ПРЕДЛОЖЕННЫЙ ОТРЫВОК -
Овеществление и сознание пролетариата 8 страница



 

Однако, как мы видели, для классической философии, которая должна была поставить перед собой задачу найти и показать того субъекта «дела-действия», в качестве продукта какового можно было бы понять конкретную тотальность действительности, это доказательство является жизненно важным методологическим вопросом. Ибо только тогда, когда удается обнаружить в самой действительности возможность такой субъективности сознания и такого принципа формы, в отношении которых не имеет силы принцип безразличия формы к содержанию вместе со всеми вытекающими из него проблемами «вещи в себе», «умопостигаемой случайности» и т. д., - только тогда можно выйти в методологическом плане за формальные рамки рационализма и благодаря логическому разрешению проблемы иррациональности (отношения формы к содержанию) положить мыслимый мир как законченную, конкретную, осмысленную, «порожденную» нами, достигающую в нас самосознания систему. Поэтому одновременно с открытием принципа искусства встает проблема «интуитивного рассудка», для которого содержание является не данным, а «порожденным», который, по словам Канта, не только в познании, но и в созерцании является спонтанным (то есть активным), а не рецептивным (то есть не контемплятивным)[207]. Если у Канта тем самым надлежит лишь указать пункт, исходя из которого система может стать завершенной и законченной, то у его последователей этот принцип и следующее из него требование интуитивного рассудка и интеллектуального созерцания становятся краеугольным камнем философской систематики.

ЗАПИСИ ДЛЯ УПРАЖНЕНИЯ -
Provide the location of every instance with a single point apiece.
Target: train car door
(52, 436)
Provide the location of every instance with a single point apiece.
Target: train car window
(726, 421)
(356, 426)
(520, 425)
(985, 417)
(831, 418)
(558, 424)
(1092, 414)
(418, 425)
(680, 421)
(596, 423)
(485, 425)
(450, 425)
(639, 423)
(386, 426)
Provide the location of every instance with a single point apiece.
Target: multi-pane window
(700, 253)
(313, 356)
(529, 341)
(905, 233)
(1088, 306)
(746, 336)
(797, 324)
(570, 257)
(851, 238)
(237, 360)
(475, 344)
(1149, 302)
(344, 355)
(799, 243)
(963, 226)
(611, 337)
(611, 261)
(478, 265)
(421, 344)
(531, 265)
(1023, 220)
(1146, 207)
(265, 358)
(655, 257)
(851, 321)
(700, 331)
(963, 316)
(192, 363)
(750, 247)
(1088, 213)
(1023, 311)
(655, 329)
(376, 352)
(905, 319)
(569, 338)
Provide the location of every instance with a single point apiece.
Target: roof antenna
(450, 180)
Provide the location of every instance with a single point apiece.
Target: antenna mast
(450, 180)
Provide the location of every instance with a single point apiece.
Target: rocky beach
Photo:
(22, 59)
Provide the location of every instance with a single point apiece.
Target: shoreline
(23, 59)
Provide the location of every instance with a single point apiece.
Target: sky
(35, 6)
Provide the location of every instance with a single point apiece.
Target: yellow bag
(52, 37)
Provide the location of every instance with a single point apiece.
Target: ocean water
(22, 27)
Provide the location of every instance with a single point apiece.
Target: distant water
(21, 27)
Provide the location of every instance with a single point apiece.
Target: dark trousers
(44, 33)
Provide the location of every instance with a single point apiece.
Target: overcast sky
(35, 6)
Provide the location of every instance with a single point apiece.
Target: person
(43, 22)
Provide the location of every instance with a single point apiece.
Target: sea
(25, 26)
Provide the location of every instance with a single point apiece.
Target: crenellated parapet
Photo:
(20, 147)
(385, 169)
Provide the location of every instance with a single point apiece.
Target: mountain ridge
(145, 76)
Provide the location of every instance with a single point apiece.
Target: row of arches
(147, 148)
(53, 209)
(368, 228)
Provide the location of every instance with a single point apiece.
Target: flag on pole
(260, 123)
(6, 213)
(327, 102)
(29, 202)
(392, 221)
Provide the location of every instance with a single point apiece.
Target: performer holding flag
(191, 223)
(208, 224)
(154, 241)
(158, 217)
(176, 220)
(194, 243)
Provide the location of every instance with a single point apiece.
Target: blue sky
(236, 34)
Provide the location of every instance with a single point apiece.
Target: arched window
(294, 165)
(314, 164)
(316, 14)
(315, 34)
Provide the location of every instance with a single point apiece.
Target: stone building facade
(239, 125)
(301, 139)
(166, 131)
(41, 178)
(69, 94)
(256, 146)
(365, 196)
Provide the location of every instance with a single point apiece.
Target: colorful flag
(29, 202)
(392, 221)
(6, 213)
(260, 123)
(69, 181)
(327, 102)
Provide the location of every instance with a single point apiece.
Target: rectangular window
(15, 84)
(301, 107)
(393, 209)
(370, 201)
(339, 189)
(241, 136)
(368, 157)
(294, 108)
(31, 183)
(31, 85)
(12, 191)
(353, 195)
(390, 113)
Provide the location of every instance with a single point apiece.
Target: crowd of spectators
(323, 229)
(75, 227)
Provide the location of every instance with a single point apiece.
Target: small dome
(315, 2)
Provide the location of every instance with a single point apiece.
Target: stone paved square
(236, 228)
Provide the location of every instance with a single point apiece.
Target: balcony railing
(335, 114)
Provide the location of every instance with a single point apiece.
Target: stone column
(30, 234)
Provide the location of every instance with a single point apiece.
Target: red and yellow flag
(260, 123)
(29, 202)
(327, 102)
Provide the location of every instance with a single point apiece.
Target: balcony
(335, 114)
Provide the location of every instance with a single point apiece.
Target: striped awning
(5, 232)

ПИСЬМЕННЫЕ ЗАДАНИЯ -
a) Каким, по словам Канта, является «интуитивный рассудок» не только в познании, но и в созерцании, согласно отрывку?
b) Перечислите все строки записей, где встречается слово «water». Регистр букв учитывается.

РЕШЕНИЯ -
a) Спонтанным, то есть активным, а не рецептивным.

b)
Target: ocean water
Target: distant water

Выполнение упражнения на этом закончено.